(Entries shown begins)
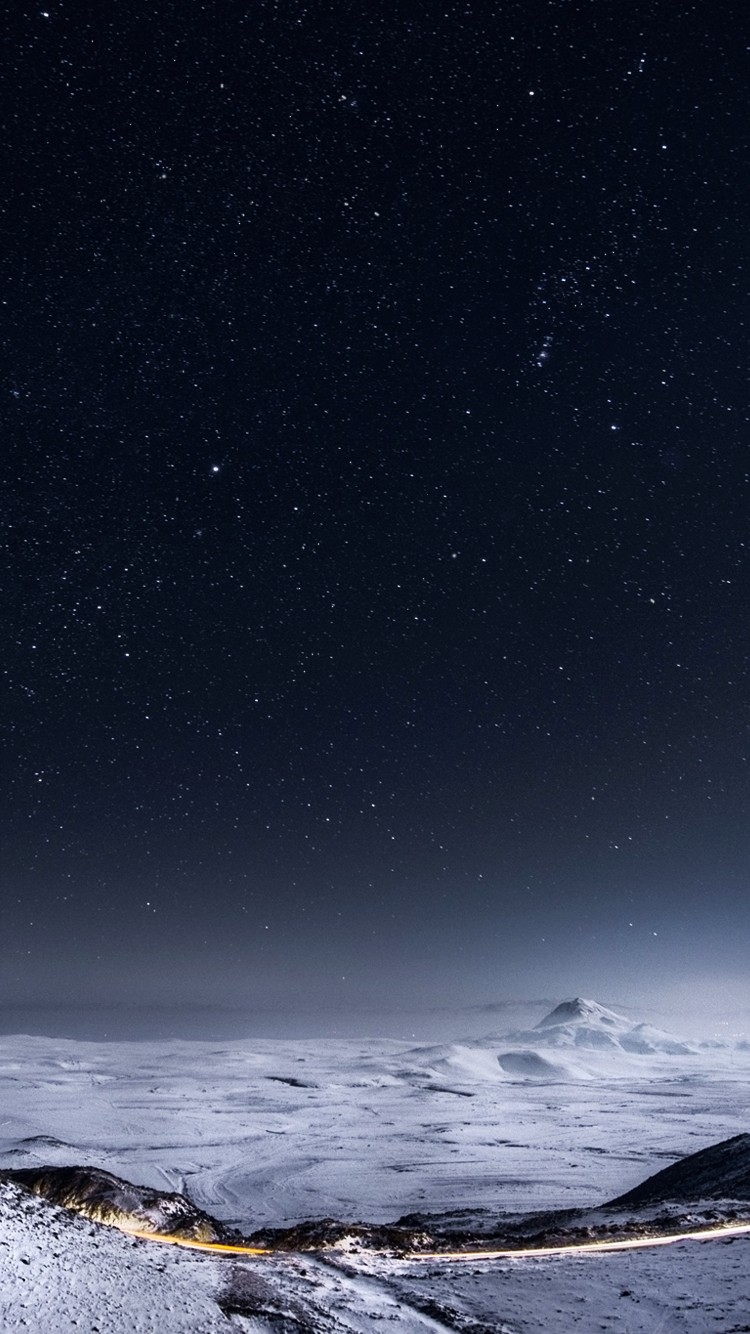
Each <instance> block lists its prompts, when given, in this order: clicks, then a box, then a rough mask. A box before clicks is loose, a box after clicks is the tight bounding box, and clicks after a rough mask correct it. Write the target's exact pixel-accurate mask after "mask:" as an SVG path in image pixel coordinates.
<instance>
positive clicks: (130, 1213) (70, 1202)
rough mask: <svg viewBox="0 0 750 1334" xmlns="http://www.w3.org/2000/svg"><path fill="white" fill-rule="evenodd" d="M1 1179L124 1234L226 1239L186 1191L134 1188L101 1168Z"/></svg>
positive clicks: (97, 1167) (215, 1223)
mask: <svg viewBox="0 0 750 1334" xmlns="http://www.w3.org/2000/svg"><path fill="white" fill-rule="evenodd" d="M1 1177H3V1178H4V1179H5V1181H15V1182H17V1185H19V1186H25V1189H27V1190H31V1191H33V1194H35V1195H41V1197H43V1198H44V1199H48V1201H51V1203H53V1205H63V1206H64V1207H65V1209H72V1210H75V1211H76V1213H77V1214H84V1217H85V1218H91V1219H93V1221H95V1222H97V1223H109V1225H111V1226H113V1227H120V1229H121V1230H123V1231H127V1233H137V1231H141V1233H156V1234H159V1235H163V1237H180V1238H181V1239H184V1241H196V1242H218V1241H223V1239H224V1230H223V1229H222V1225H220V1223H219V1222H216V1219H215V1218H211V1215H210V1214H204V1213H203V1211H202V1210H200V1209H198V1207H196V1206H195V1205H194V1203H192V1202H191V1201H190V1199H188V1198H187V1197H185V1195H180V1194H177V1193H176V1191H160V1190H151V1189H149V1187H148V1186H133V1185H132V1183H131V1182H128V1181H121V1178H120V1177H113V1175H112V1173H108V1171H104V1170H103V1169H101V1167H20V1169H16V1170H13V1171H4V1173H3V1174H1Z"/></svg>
(Entries shown ends)
(Entries shown begins)
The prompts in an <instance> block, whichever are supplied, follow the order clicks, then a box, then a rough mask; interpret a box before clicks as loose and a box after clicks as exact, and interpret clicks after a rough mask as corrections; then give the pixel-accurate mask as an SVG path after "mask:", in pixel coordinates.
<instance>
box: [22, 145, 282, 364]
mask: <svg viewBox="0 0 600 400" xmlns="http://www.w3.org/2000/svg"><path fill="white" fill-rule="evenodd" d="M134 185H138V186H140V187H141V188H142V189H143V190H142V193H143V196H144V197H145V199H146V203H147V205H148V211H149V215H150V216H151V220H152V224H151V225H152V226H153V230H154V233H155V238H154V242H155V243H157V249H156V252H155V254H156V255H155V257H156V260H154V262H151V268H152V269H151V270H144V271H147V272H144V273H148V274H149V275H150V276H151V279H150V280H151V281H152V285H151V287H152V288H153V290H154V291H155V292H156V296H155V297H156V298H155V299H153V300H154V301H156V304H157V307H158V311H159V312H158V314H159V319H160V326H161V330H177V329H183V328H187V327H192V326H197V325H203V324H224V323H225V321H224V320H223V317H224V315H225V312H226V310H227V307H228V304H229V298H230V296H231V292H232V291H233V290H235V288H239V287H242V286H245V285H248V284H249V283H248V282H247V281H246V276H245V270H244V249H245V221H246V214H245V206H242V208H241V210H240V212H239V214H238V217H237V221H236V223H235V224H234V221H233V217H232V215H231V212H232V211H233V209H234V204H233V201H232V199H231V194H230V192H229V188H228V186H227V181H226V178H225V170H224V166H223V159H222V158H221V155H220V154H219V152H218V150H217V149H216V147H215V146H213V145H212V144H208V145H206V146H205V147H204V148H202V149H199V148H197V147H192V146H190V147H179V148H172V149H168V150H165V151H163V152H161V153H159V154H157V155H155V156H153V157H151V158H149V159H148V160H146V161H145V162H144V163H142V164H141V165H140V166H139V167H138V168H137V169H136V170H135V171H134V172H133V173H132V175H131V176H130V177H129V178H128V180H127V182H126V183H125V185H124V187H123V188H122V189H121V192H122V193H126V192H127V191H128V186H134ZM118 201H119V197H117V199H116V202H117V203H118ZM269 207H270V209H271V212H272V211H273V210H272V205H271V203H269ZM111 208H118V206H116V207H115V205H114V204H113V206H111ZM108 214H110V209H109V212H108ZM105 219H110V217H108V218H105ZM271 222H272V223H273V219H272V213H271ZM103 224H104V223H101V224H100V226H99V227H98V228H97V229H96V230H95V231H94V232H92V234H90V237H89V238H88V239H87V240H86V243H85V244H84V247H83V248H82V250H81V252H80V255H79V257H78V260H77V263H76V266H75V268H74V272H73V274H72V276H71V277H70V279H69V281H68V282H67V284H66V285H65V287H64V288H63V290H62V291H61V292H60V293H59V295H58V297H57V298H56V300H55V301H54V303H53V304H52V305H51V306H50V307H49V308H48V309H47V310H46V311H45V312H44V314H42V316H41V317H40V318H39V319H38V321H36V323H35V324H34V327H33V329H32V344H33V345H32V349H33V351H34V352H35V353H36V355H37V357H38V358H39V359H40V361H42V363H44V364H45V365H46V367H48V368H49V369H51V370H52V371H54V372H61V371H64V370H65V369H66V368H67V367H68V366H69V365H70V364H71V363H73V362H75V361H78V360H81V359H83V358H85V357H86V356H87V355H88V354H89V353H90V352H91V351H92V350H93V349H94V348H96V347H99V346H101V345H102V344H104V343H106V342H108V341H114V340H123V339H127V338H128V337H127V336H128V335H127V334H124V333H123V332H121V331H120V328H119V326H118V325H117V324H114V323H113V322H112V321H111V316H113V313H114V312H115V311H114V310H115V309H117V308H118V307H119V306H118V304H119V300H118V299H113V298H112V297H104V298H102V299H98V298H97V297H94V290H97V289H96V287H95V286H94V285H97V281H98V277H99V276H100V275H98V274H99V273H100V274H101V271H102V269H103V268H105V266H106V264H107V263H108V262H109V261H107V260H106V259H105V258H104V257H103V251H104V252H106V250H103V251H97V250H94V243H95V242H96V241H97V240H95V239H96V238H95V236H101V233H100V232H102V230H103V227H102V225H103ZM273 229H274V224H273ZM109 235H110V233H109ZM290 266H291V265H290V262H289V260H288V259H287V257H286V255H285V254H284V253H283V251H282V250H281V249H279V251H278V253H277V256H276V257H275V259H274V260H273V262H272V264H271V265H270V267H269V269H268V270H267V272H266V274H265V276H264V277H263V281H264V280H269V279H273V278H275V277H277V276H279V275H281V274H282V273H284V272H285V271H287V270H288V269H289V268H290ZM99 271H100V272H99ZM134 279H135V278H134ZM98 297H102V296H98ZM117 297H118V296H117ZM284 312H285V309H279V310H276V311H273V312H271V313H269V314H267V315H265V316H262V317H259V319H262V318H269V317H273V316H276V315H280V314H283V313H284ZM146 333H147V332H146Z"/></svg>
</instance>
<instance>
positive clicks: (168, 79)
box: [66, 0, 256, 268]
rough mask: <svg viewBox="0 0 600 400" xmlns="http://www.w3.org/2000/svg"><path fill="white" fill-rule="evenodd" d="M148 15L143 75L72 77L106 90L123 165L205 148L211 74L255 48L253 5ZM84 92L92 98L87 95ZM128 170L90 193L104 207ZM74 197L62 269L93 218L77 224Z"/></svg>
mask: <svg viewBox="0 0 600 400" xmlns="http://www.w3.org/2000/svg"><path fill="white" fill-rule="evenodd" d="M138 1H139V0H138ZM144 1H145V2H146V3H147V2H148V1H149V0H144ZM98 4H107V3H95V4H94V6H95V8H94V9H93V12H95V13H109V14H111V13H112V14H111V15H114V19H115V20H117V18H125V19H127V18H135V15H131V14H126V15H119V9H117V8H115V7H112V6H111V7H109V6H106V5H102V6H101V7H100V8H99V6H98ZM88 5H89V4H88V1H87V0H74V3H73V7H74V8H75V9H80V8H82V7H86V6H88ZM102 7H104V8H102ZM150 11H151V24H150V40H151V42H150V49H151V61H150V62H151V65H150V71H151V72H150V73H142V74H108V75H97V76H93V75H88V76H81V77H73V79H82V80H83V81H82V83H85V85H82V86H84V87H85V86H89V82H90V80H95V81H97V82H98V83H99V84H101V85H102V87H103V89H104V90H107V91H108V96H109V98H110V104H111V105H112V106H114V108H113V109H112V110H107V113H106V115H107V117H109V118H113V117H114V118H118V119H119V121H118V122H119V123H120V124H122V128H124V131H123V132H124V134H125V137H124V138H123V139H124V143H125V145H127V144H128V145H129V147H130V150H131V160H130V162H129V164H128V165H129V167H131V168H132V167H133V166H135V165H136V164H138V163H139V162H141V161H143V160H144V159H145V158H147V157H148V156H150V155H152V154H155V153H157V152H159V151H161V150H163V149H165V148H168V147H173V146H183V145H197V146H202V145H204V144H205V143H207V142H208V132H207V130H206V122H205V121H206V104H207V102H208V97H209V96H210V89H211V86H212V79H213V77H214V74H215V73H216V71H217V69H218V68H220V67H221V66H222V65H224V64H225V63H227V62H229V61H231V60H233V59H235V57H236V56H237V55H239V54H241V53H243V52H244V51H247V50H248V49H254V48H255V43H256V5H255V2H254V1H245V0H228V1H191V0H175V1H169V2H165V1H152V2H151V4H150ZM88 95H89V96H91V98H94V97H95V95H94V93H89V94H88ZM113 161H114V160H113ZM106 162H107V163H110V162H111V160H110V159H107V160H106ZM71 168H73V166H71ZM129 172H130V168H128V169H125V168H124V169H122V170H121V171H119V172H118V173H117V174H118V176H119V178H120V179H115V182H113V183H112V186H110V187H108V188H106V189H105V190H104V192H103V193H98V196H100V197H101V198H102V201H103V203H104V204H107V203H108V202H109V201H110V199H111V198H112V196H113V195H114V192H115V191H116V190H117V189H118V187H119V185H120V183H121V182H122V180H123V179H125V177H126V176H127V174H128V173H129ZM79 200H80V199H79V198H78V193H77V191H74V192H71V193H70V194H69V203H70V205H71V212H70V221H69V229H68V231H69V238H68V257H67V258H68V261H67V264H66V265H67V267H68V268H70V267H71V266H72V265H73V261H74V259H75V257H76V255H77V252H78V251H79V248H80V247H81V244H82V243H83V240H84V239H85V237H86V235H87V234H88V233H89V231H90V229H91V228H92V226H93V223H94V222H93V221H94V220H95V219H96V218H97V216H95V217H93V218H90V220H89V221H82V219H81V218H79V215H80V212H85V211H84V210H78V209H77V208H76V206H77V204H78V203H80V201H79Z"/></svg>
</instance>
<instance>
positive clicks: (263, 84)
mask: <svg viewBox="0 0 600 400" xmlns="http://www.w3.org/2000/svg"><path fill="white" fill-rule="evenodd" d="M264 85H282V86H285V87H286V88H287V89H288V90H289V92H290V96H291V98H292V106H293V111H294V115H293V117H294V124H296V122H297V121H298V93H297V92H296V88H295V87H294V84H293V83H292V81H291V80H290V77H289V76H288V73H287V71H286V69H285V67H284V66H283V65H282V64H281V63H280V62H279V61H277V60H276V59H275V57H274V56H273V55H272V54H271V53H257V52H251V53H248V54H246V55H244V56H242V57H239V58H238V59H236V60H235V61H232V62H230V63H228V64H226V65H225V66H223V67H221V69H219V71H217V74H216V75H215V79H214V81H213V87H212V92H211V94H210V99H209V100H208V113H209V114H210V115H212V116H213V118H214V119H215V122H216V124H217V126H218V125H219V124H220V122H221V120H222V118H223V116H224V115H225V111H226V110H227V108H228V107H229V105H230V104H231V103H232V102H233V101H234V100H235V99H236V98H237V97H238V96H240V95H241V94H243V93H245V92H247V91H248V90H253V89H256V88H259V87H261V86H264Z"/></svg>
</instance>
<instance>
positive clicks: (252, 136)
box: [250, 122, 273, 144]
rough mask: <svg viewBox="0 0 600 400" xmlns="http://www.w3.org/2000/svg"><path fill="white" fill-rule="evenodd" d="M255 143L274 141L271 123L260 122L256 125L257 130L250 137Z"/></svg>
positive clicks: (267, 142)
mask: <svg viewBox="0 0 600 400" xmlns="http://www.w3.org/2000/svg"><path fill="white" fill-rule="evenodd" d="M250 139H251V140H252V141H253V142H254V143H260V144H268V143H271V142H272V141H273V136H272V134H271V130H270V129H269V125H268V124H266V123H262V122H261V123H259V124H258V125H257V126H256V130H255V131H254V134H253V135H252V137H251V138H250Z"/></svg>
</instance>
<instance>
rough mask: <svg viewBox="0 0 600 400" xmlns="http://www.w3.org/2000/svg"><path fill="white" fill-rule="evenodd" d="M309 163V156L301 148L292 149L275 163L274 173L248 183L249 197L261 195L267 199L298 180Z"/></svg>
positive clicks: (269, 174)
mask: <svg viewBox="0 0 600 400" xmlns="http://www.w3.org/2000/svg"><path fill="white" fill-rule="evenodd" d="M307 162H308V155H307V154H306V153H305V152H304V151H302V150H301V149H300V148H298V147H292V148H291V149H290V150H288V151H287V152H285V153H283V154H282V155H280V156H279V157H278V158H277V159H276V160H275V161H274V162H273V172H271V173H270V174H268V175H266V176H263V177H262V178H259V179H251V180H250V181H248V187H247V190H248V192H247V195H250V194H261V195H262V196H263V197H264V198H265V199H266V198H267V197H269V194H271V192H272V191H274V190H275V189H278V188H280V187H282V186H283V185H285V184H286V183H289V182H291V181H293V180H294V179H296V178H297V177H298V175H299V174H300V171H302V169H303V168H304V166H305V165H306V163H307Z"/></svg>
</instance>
(Entries shown ends)
▶ Assignment: Go to the line in the material above that contains "box: [250, 122, 273, 144]" and copy exactly from there through the line that contains "163V156L301 148L292 149L275", stopping after it.

▶ Exercise response:
box: [250, 122, 273, 144]
rough mask: <svg viewBox="0 0 600 400" xmlns="http://www.w3.org/2000/svg"><path fill="white" fill-rule="evenodd" d="M255 143L274 141L271 123L260 122L256 125L257 130L250 137Z"/></svg>
positive clicks: (267, 142)
mask: <svg viewBox="0 0 600 400" xmlns="http://www.w3.org/2000/svg"><path fill="white" fill-rule="evenodd" d="M250 139H251V140H252V141H253V142H254V143H260V144H268V143H271V142H272V141H273V136H272V134H271V130H270V129H269V125H268V124H266V123H262V122H261V123H259V124H258V125H257V126H256V130H255V131H254V134H253V135H252V137H251V138H250Z"/></svg>
</instance>
<instance>
rough mask: <svg viewBox="0 0 600 400" xmlns="http://www.w3.org/2000/svg"><path fill="white" fill-rule="evenodd" d="M309 163V156L301 148L292 149L275 163L274 173L248 183L249 197L261 195L267 199L298 180Z"/></svg>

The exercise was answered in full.